Bagian Teks
══════

B. Ruang Lingkup Syariah
Ruang lingkup syariah lain mencakup peraturan-peraturan sebagai berikut :
1. Ibadah, yaitu peraturan-peraturan yang mengatur hubungan langsung dengan Allah SWT (ritual), yang terdiri dari :
a. Rukun Islam : mengucapkan syahadat, mengerjakan shalat, zakat, puasa, dan haji.
b. Ibadah lainnya yang berhubungan dengan rumun Islam.
1.
Badani (bersifat fisik) : bersuci meliputi wudlu, mandi, tayamum,
pengaturan menghilangkan najis, peraturan air, istinja, adzan, qomat,
I’tikaf, do’a, sholawat, umroh, tasbih, istighfar, khitan, pengurusan
mayit, dan lain-lain.
2. Mali (bersifat harta) : qurban, aqiqah, alhadyu, sidqah, wakaf, fidyah, hibbah, dan lain-lain.
2.
Muamalah, yaitu peraturan yang mengatur hubungan seseorang dengan yang
lainnya dalam hal tukar-menukar harta (jual beli dan yang searti),
diantaranya : dagang, pinjam-meminjam, sewa-menyewa, kerja sama dagang,
simpanan, penemuan, pengupahan, rampasan perang, utang-piutang,
pungutan, warisan, wasiat, nafkah, titipan, jizah, pesanan, dan
lain-lain.

══════

Informasi yang Diberikan

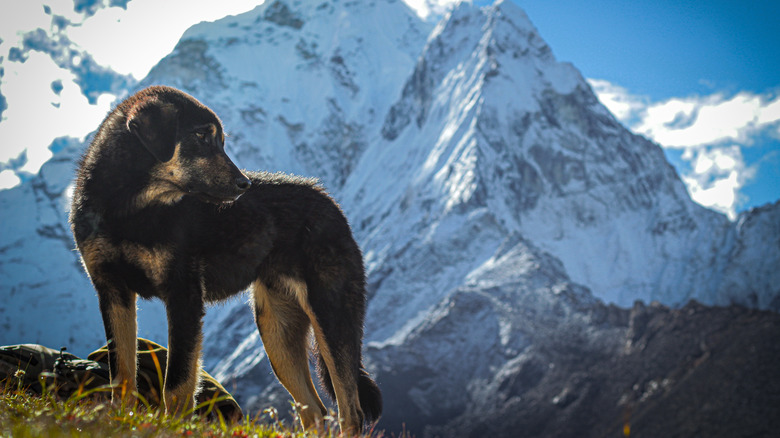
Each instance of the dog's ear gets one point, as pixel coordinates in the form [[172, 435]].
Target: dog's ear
[[156, 126]]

══════

Yang Harus Dibuat
Ulangi tanpa perubahan teks tentang ruang lingkup syariah, semuanya dari "Badani (bersifat fisik)" terus ke bawah sampai "hibbah, dan lain-lain.". Materi tadi tidak dipakai sama sekali.

Jawaban Tertulis
Badani (bersifat fisik) : bersuci meliputi wudlu, mandi, tayamum,
pengaturan menghilangkan najis, peraturan air, istinja, adzan, qomat,
I’tikaf, do’a, sholawat, umroh, tasbih, istighfar, khitan, pengurusan
mayit, dan lain-lain.
2. Mali (bersifat harta) : qurban, aqiqah, alhadyu, sidqah, wakaf, fidyah, hibbah, dan lain-lain.